Extract the complete data exactly as given.
*** Block opens ***
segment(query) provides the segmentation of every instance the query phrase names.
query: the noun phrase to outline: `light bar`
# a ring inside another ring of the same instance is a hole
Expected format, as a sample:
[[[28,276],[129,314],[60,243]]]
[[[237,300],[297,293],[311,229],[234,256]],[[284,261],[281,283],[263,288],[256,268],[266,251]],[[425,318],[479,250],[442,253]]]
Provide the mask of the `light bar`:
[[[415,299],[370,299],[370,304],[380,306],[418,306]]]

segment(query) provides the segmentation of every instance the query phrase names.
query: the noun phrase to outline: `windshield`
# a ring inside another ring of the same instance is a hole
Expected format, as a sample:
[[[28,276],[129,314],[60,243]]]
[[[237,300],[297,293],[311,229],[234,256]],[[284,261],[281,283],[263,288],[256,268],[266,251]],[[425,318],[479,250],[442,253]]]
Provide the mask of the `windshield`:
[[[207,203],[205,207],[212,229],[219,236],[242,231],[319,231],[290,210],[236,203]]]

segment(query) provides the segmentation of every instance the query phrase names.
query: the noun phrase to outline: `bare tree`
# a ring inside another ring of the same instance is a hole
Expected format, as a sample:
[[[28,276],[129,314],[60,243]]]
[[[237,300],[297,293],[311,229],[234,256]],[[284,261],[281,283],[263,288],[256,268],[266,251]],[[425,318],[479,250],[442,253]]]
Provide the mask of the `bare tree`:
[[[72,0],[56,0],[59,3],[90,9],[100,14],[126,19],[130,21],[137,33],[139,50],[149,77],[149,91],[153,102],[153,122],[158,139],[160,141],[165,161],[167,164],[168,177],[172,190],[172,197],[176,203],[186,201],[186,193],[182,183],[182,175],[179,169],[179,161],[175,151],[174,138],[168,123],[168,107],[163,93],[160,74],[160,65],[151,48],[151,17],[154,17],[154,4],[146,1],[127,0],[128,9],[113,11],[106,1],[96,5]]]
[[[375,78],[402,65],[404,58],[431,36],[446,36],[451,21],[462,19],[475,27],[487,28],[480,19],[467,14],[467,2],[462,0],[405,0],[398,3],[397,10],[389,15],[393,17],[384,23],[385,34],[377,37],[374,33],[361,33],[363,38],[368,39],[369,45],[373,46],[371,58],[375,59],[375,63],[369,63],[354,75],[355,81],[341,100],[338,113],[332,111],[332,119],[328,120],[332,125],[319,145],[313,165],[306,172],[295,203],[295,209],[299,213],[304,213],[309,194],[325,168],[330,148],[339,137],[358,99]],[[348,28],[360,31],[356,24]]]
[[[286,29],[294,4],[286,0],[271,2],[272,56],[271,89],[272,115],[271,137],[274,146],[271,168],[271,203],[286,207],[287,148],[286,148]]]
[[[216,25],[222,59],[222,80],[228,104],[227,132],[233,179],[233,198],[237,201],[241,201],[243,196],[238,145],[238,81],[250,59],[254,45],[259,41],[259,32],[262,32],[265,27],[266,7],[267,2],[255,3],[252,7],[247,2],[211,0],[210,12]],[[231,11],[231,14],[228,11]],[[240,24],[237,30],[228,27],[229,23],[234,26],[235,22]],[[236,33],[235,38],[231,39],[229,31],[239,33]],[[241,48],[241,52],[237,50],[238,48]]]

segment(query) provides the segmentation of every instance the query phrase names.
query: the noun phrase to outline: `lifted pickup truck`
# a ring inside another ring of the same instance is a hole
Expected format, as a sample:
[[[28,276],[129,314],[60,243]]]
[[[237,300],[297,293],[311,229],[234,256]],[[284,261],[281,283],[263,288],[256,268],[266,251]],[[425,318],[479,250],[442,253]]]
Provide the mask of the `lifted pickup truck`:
*** Block closes ***
> **ANSWER SECTION**:
segment(query) provides the segmentation of every instance the query phrase names.
query: the noun phrase to outline: `light bar`
# a ring inside another ring of the same instance is a hole
Expected format, as a sample:
[[[28,276],[129,314],[60,243]]]
[[[237,300],[297,293],[311,229],[234,256]],[[284,261],[281,283],[263,288],[256,268],[266,251]],[[425,318],[479,250],[442,253]]]
Provide the mask of the `light bar`:
[[[415,299],[370,299],[370,304],[380,306],[418,306]]]

segment(query) provides the segmentation of every instance the query phrase names.
query: the noun phrase to outline: `windshield`
# a ring inside another ring of the same instance is a hole
Expected format, as a sample:
[[[28,276],[129,314],[60,243]]]
[[[237,300],[297,293],[311,229],[234,256]],[[284,261],[281,283],[263,288],[256,268],[266,251]],[[425,318],[479,250],[442,253]]]
Provide the mask of the `windshield`:
[[[207,203],[205,207],[212,229],[219,236],[242,231],[319,231],[290,210],[236,203]]]

segment(query) provides the segmentation of every instance the query phrase names.
query: the noun phrase to outline: `bare tree`
# a ring inside another ring of the same instance is a hole
Expected format, as a sample:
[[[28,276],[129,314],[60,243]]]
[[[237,300],[297,293],[311,229],[234,256]],[[284,261],[281,283],[263,288],[256,268],[266,251]],[[425,318],[479,250],[442,253]]]
Provide the mask of the `bare tree`:
[[[72,0],[56,0],[59,3],[90,9],[100,14],[126,19],[130,21],[137,33],[139,50],[149,77],[149,91],[153,102],[153,122],[158,139],[160,141],[165,161],[167,164],[168,177],[172,190],[172,197],[176,203],[186,201],[186,193],[182,183],[182,175],[179,169],[179,161],[175,151],[174,138],[168,123],[168,107],[163,93],[160,74],[160,65],[151,48],[151,17],[154,17],[154,4],[146,1],[127,0],[128,9],[113,11],[106,1],[96,5]]]
[[[375,78],[402,65],[404,58],[431,36],[446,36],[451,21],[462,19],[475,27],[487,28],[480,19],[467,14],[467,2],[462,0],[405,0],[398,3],[397,10],[389,15],[393,17],[384,23],[385,34],[377,37],[374,33],[361,33],[363,38],[368,39],[369,45],[373,46],[371,58],[375,59],[375,63],[369,63],[354,75],[355,81],[341,100],[338,113],[332,111],[332,119],[328,120],[332,125],[319,145],[313,165],[306,172],[295,203],[295,209],[299,213],[304,213],[309,194],[325,168],[330,148],[339,137],[358,99]],[[348,28],[360,31],[356,24]]]
[[[286,29],[294,4],[286,0],[271,2],[272,56],[271,89],[272,115],[271,137],[274,146],[271,168],[271,203],[286,207],[287,148],[286,148]]]
[[[216,25],[222,59],[222,80],[228,104],[227,132],[233,179],[233,198],[237,201],[241,201],[243,196],[238,145],[238,81],[250,59],[254,45],[259,41],[259,32],[262,32],[265,27],[266,7],[267,2],[255,3],[252,7],[247,2],[211,0],[210,12]],[[231,11],[231,14],[228,11]],[[240,24],[237,30],[228,27],[229,23],[234,26],[235,22]],[[236,33],[235,38],[231,39],[229,31],[239,33]],[[241,48],[241,52],[237,50],[238,48]]]

segment(query) provides the segmentation of every instance the query phrase names.
query: the noun phrase to outline: `lifted pickup truck`
# a ring inside another ring of the same instance is a hole
Expected format, as a sample:
[[[28,276],[129,314],[60,243]]]
[[[237,300],[297,293],[311,229],[234,256]],[[284,261],[281,283],[263,288],[256,268],[266,251]],[[425,318],[479,250],[442,253]]]
Provide the mask of the `lifted pickup truck`:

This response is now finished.